[begin Page extract]

Asylum studios, Perivale: just before leaving for America, the Spice Girls film the video for "Mama," their forthcoming record-breaking fourth number-one single. It it shot in front of hundreds of children. (The video concept: a kids' TV show.) Between shots I listen to two kids talk. The little girl points nervously as Mel B.

"The Scary Spice isn't black, is she?"

"Yes she is," the little boy next to her asserts.

The girl considers this. "Not that black," she says.

And I think: "Scary Spice" doesn't actually seem like a very funny name when you actually hear someone say it.

The children are taught simple dance routines. Speckled in their midst are the occasional parents. I watch one in the second row, sitting cross-legged, shyly echoing most of the half movements with the youngsters beside her, but skipping the more demonstrative above-the-head flourishes. This unnoticed Spice Girl fan mother has done hand movements like this before. I wonder what she is thinking. Once upon a time she was down there on stage, looking up. Her name is Shirlie. As in Pepsi. And as in... Wham!

What's your favorite word?

Victoria: I quite like "bollocks". That's quite an expressive word.

Geri: My favorite would probably be [she stutters as she says it] "existentialism", I can't say it and I'm not quite sure what it means.

Mel B: I have been using "higgledy-piggledy" quite a lot... and "hotchpotch" I use. I don't know why. Maybe it's a Leeds thing.

Emma: "Candyfloss". Candyfloss is quite... I don't know. [laughs]

Mel C: Probably "sound". I seem to say it a lot.

Mel C has got a scar on her head from when she bashed herself on a chair as a young kid. The social services came round, thinking that her parents had beaten her up. She remembers the cats. She used to talk to them, and that was when, if she was feeling greedy, she would eat their food as well. "My mum used to find me in the garage eating the cat food." (Whiskas? "My favourite, yeah.")

[end Page extract]

_Request 1:_ Rename "mask" to "outline" in the part of the listing that opens with the line containing "the beige wall?" and closes with the line containing "[[[320,89],[367,75],[367,36],[320,59]]]", changing nothing else. Return only those lines.
The Spice Girls excerpt has nothing to do with the listing that comes next.

[begin Source data]

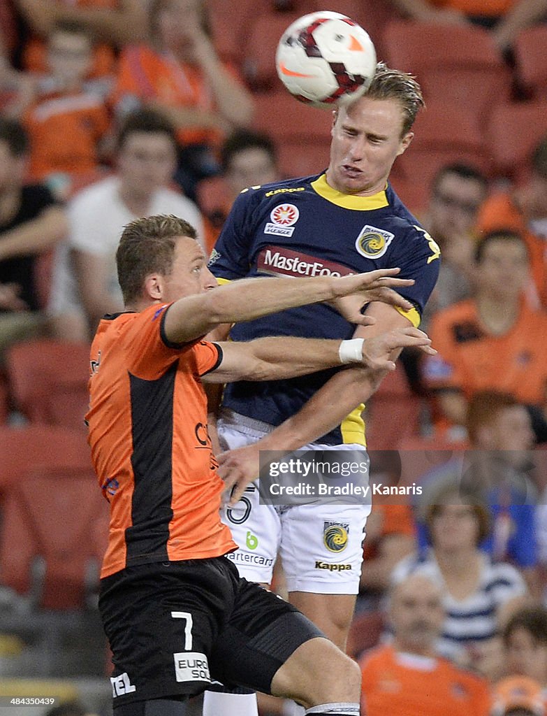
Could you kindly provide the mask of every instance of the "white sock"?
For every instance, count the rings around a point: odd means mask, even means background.
[[[304,716],[305,709],[292,699],[283,702],[283,716]]]
[[[361,707],[359,704],[355,703],[340,703],[340,704],[320,704],[318,706],[312,706],[308,709],[306,716],[308,714],[317,714],[317,716],[359,716],[361,712]]]
[[[257,695],[206,691],[203,716],[258,716]]]

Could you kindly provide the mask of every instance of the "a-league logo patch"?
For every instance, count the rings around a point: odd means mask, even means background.
[[[292,236],[293,224],[298,221],[300,213],[294,204],[277,204],[270,214],[270,221],[264,228],[265,233],[276,236]]]
[[[342,552],[348,546],[349,533],[347,522],[324,522],[323,544],[330,552]]]
[[[363,226],[355,241],[355,248],[367,258],[379,258],[388,251],[395,234],[375,226]]]
[[[278,204],[272,210],[270,218],[278,226],[292,226],[298,221],[300,213],[294,204]]]

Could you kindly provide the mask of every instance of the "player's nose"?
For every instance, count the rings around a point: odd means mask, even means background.
[[[207,266],[204,266],[203,268],[203,271],[202,271],[202,279],[203,281],[203,289],[204,291],[209,291],[211,289],[216,289],[218,286],[217,279]]]

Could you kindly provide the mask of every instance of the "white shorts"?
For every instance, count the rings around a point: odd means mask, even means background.
[[[226,410],[217,427],[223,450],[256,442],[272,429]],[[364,452],[363,445],[353,444],[314,442],[302,449]],[[247,579],[270,584],[279,553],[289,591],[357,594],[370,513],[370,504],[261,505],[258,488],[251,483],[240,502],[223,508],[220,516],[240,546],[227,556]],[[335,541],[329,539],[333,533]]]

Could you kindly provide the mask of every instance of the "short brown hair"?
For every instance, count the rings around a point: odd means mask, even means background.
[[[528,632],[536,644],[547,646],[547,609],[543,604],[523,606],[511,617],[503,629],[506,646],[513,632],[523,629]]]
[[[370,87],[365,96],[373,100],[396,100],[400,103],[405,117],[403,135],[410,130],[420,107],[425,106],[416,78],[400,69],[391,69],[385,62],[377,64]]]
[[[454,498],[457,498],[463,504],[469,505],[473,508],[478,525],[477,544],[480,544],[490,534],[491,521],[488,508],[475,493],[463,490],[460,487],[454,484],[445,485],[440,488],[435,493],[433,501],[427,506],[425,511],[425,523],[430,535],[431,534],[431,527],[433,520],[438,515],[441,508],[445,505],[450,504],[450,501],[448,499],[450,495],[454,495]]]
[[[116,252],[118,281],[126,304],[140,298],[149,274],[169,276],[176,238],[197,236],[191,224],[172,214],[148,216],[127,224]]]
[[[147,107],[135,110],[124,117],[116,137],[118,151],[123,147],[128,137],[137,132],[165,135],[173,147],[177,148],[177,135],[173,125],[163,115],[156,112],[155,110]]]

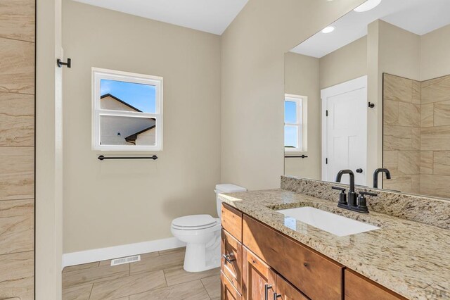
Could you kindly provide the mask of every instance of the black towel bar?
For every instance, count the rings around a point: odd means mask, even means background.
[[[158,159],[158,156],[154,155],[153,156],[105,157],[103,155],[101,155],[98,158],[101,161],[104,159],[153,159],[153,161],[156,161]]]
[[[308,157],[308,156],[307,155],[300,155],[300,156],[285,156],[285,158],[306,158],[307,157]]]

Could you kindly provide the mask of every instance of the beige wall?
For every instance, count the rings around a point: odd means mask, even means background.
[[[320,89],[367,75],[367,36],[320,59]]]
[[[61,1],[37,1],[36,299],[61,299]],[[66,73],[67,74],[67,73]]]
[[[72,59],[64,76],[64,252],[166,238],[176,217],[215,215],[220,37],[69,0],[63,13]],[[157,161],[97,159],[91,67],[164,77],[163,151],[148,154]]]
[[[279,187],[284,54],[363,0],[250,0],[222,35],[221,181]]]
[[[320,149],[320,89],[319,87],[319,58],[292,52],[285,56],[285,92],[308,97],[307,121],[307,148],[302,154],[307,158],[285,158],[285,174],[311,179],[321,178]],[[288,154],[290,155],[290,154]]]
[[[420,37],[420,80],[450,74],[450,39],[448,37],[450,37],[450,25]]]

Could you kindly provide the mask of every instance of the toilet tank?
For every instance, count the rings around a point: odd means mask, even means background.
[[[224,193],[236,193],[237,192],[247,192],[247,189],[245,187],[240,187],[238,185],[231,185],[230,183],[225,183],[221,185],[217,185],[216,189],[214,190],[216,192],[216,202],[217,206],[217,215],[219,218],[221,217],[221,204],[222,201],[219,199],[219,194]]]

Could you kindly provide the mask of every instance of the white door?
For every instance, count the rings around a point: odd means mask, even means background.
[[[322,89],[321,96],[322,180],[335,182],[340,170],[349,169],[355,184],[366,185],[367,76]]]

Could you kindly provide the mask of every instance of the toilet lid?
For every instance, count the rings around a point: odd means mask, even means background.
[[[210,215],[193,215],[177,218],[172,223],[173,225],[186,229],[210,227],[215,225],[217,220]]]

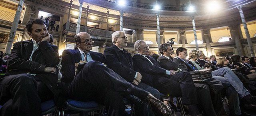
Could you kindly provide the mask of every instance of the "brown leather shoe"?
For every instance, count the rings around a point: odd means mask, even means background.
[[[156,98],[151,94],[147,97],[146,101],[148,101],[149,106],[156,115],[158,116],[170,116],[172,114],[171,109],[164,103]]]

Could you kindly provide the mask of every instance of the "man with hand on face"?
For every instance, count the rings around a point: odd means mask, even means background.
[[[142,40],[135,42],[134,49],[138,54],[133,56],[132,60],[143,77],[142,82],[152,86],[161,93],[181,96],[182,102],[188,105],[190,114],[200,115],[196,87],[190,73],[184,72],[175,74],[172,70],[161,68],[156,61],[148,56],[149,47]]]
[[[56,98],[59,62],[58,46],[40,19],[29,21],[32,39],[13,46],[7,61],[8,72],[0,78],[0,116],[41,116],[41,103]]]
[[[160,98],[160,93],[156,89],[144,83],[141,83],[142,78],[140,73],[134,70],[133,62],[131,54],[128,52],[124,48],[127,46],[128,40],[125,32],[117,31],[112,34],[113,46],[106,48],[104,50],[106,57],[106,64],[108,68],[114,70],[128,82],[134,83],[138,87],[151,93],[158,99]],[[130,100],[134,101],[126,97]],[[135,104],[136,114],[138,116],[148,116],[152,113],[146,111],[141,112],[142,107],[144,107],[140,103]],[[137,104],[139,106],[137,106]],[[147,108],[144,110],[147,110]]]
[[[112,70],[104,66],[104,56],[92,50],[91,36],[86,32],[74,37],[77,50],[65,50],[61,62],[61,80],[67,97],[74,100],[92,100],[103,104],[108,116],[126,116],[123,97],[128,94],[146,100],[158,116],[170,116],[171,111],[164,103],[151,94],[134,86]],[[88,62],[76,76],[75,64],[80,60]]]

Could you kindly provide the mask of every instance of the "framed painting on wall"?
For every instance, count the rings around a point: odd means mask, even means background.
[[[233,48],[214,50],[216,56],[232,56],[234,54]]]

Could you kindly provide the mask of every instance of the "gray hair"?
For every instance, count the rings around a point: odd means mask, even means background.
[[[137,52],[138,52],[138,48],[140,47],[140,43],[142,42],[145,42],[143,40],[138,40],[134,43],[134,49],[135,50],[135,51]]]
[[[201,50],[197,51],[197,53],[196,54],[198,55],[198,57],[200,57],[201,56],[203,56],[204,55],[204,53],[203,51]]]
[[[115,42],[115,38],[117,38],[120,36],[120,32],[124,32],[125,34],[125,32],[124,31],[117,31],[114,32],[112,34],[112,43],[113,44],[114,44],[116,43],[116,42]]]

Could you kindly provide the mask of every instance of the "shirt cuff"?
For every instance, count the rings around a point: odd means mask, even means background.
[[[171,75],[171,72],[170,71],[167,70],[165,70],[165,71],[166,72],[167,75]]]
[[[136,72],[136,74],[135,74],[135,76],[134,76],[134,78],[137,78],[137,72]]]

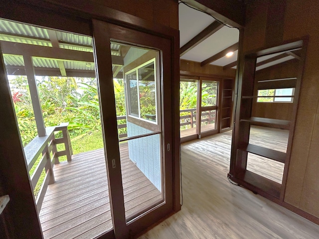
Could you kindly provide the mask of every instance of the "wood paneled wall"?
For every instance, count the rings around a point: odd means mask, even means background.
[[[214,66],[209,64],[201,67],[200,62],[182,59],[180,60],[179,70],[181,72],[190,73],[190,75],[191,73],[196,73],[197,74],[194,75],[199,76],[198,73],[200,73],[201,76],[220,76],[233,78],[236,75],[235,69],[230,68],[224,70],[222,66]]]
[[[258,81],[275,79],[297,77],[298,61],[281,64],[278,66],[268,67],[258,71],[255,76],[254,95],[257,95]],[[293,104],[253,102],[252,116],[291,120]]]
[[[248,1],[244,51],[267,47],[270,38],[282,35],[266,30],[269,21],[267,10],[273,7],[276,1]],[[319,21],[319,4],[317,0],[285,1],[282,40],[309,35],[309,42],[284,201],[319,218],[319,30],[316,23]]]

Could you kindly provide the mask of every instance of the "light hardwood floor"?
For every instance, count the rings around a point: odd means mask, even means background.
[[[285,147],[287,131],[254,128]],[[182,144],[181,210],[140,239],[319,238],[319,226],[228,181],[231,142],[228,131]]]

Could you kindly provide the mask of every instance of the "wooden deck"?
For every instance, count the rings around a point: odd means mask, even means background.
[[[211,123],[210,124],[207,124],[206,125],[201,125],[201,129],[202,132],[214,130],[215,129],[215,124]],[[196,128],[190,128],[180,130],[181,138],[193,135],[194,134],[196,134]]]
[[[120,144],[127,218],[161,199],[161,194],[129,158]],[[113,228],[103,149],[72,156],[54,168],[39,217],[44,238],[95,238]]]
[[[251,143],[277,138],[278,147],[285,150],[287,131],[252,129]],[[182,144],[181,210],[140,239],[319,238],[319,225],[228,181],[231,136],[229,131]],[[269,177],[277,169],[271,163],[265,169],[261,161],[254,167]]]

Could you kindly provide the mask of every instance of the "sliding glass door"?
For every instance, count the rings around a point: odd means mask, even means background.
[[[220,79],[181,76],[180,129],[182,142],[218,132]]]
[[[172,210],[170,42],[93,27],[115,233],[128,237]]]

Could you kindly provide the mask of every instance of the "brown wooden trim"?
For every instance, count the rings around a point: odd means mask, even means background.
[[[42,238],[1,52],[0,47],[0,195],[9,195],[10,201],[0,216],[0,234]]]
[[[243,2],[233,0],[184,0],[184,1],[208,12],[225,24],[236,27],[245,25]]]
[[[277,64],[276,65],[274,65],[272,66],[269,66],[268,67],[266,67],[265,68],[262,69],[261,70],[258,70],[256,71],[256,73],[262,73],[264,71],[269,71],[270,70],[272,70],[273,69],[276,69],[277,68],[279,68],[282,67],[283,65],[286,64],[289,64],[291,63],[294,63],[297,62],[299,62],[299,60],[297,59],[292,59],[291,60],[289,60],[288,61],[286,61],[283,62],[282,62],[279,64]]]
[[[304,71],[305,70],[305,66],[306,65],[306,55],[307,52],[307,48],[308,46],[309,38],[308,37],[304,38],[303,40],[303,47],[301,50],[301,55],[300,60],[299,60],[299,65],[298,66],[298,71],[297,75],[297,81],[295,88],[295,95],[294,98],[294,109],[293,110],[293,114],[292,117],[291,122],[290,123],[290,130],[289,131],[289,138],[288,138],[288,143],[287,146],[287,161],[285,164],[285,168],[284,169],[284,175],[283,176],[282,184],[284,185],[284,190],[282,191],[280,195],[281,200],[285,200],[285,194],[286,194],[286,185],[287,184],[288,174],[289,173],[289,165],[290,163],[290,158],[291,157],[291,153],[292,151],[292,144],[295,134],[295,130],[296,127],[296,123],[297,120],[297,116],[298,112],[298,108],[299,107],[299,97],[300,96],[300,91],[302,86],[302,80]],[[297,104],[296,104],[297,103]],[[317,219],[317,222],[319,222],[319,219]]]
[[[201,73],[199,72],[194,72],[191,71],[179,71],[179,74],[181,76],[198,76],[198,77],[210,77],[210,78],[230,78],[230,79],[234,79],[234,76],[221,76],[219,75],[214,75],[212,74],[206,74],[206,73]]]
[[[230,163],[229,167],[229,175],[232,175],[235,172],[236,167],[236,160],[237,157],[237,148],[238,147],[238,134],[239,130],[239,115],[238,106],[241,102],[241,87],[242,85],[242,76],[244,68],[244,55],[243,53],[243,47],[244,40],[244,29],[241,29],[239,30],[239,39],[238,46],[238,54],[237,56],[238,65],[236,71],[236,78],[235,80],[235,87],[234,93],[234,101],[233,102],[234,107],[232,111],[232,119],[234,122],[232,123],[232,144],[230,151]]]
[[[183,80],[199,80],[199,77],[198,76],[179,76],[179,80],[183,81]]]
[[[92,23],[94,32],[93,47],[97,67],[97,88],[104,138],[104,150],[107,155],[111,211],[116,236],[124,238],[128,234],[128,230],[125,223],[123,184],[122,180],[118,180],[122,178],[119,142],[114,140],[118,138],[118,128],[116,111],[114,107],[115,99],[113,92],[112,63],[112,58],[110,57],[111,47],[109,32],[110,26],[96,19],[93,19]],[[115,160],[115,167],[112,167],[112,160]]]
[[[297,60],[300,60],[300,59],[301,59],[300,56],[299,56],[298,55],[297,55],[297,54],[296,54],[296,53],[294,53],[293,52],[288,51],[288,52],[286,52],[286,54],[287,54],[289,56],[293,56],[294,57],[295,57]]]
[[[269,63],[270,62],[272,62],[273,61],[275,61],[287,57],[287,55],[286,54],[286,53],[281,54],[280,55],[278,55],[278,56],[276,56],[271,58],[267,59],[267,60],[260,61],[256,64],[256,67],[257,67],[258,66],[262,66],[263,65],[265,65],[265,64]]]
[[[170,70],[172,81],[171,87],[171,101],[172,102],[172,125],[173,130],[172,130],[173,141],[172,148],[174,149],[174,153],[172,156],[172,170],[173,170],[173,207],[174,212],[177,212],[181,209],[180,198],[180,180],[181,178],[181,158],[180,158],[180,138],[179,127],[179,81],[174,80],[178,79],[180,77],[179,73],[179,34],[176,34],[171,39],[171,54],[174,56],[171,59]]]
[[[86,0],[77,0],[76,4],[74,4],[73,0],[28,0],[26,1],[44,8],[56,9],[85,20],[93,18],[131,29],[152,32],[162,37],[170,38],[178,33],[176,29],[109,7],[103,2],[96,1],[94,4],[89,3]]]
[[[130,122],[140,127],[147,128],[152,132],[161,131],[160,125],[157,123],[152,123],[151,122],[148,122],[147,120],[140,120],[131,116],[127,116],[127,120],[128,122]]]
[[[193,37],[192,39],[180,48],[179,56],[182,56],[186,54],[189,51],[208,38],[209,36],[211,36],[223,26],[224,25],[218,21],[213,21],[212,23],[199,32],[198,34]]]
[[[200,63],[201,66],[203,67],[205,65],[207,64],[209,64],[211,62],[213,62],[219,58],[221,58],[222,57],[225,56],[227,53],[229,52],[230,51],[235,51],[238,49],[238,42],[235,43],[233,45],[227,47],[226,49],[224,49],[221,51],[220,51],[218,53],[215,54],[213,56],[211,56],[210,57],[206,59],[206,60],[203,60]]]
[[[34,25],[92,35],[91,19],[41,0],[0,0],[0,17]],[[7,9],[9,9],[10,10]],[[61,14],[61,12],[63,13]]]
[[[261,47],[245,51],[243,54],[244,55],[249,57],[258,57],[288,50],[293,51],[302,47],[303,42],[307,40],[308,38],[308,36],[304,36],[287,41],[283,41],[281,44],[275,43],[269,46],[268,48],[265,48],[264,47]]]

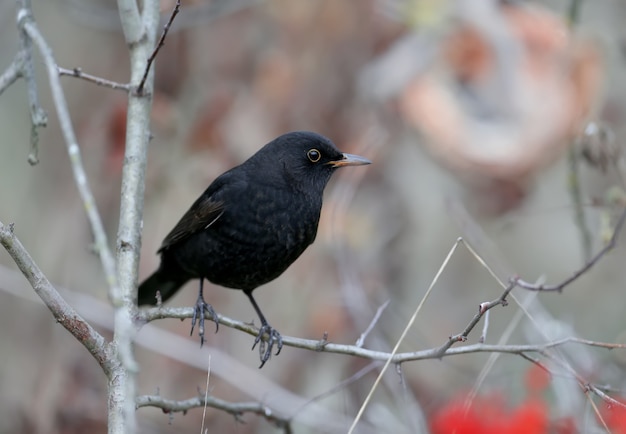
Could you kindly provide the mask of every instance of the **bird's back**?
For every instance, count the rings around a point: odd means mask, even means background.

[end Source data]

_Request 2:_ Retype the part of the Spice Girls excerpt that opens with the words containing "The children are" and closes with "as in... Wham!", word for word.

_Written reply 1:_
Could you kindly provide the outline of every instance of the beige wall?
For every instance, count the rings around a point: odd means outline, even means background.
[[[320,89],[367,75],[367,36],[320,59]]]

_Written reply 2:_
The children are taught simple dance routines. Speckled in their midst are the occasional parents. I watch one in the second row, sitting cross-legged, shyly echoing most of the half movements with the youngsters beside her, but skipping the more demonstrative above-the-head flourishes. This unnoticed Spice Girl fan mother has done hand movements like this before. I wonder what she is thinking. Once upon a time she was down there on stage, looking up. Her name is Shirlie. As in Pepsi. And as in... Wham!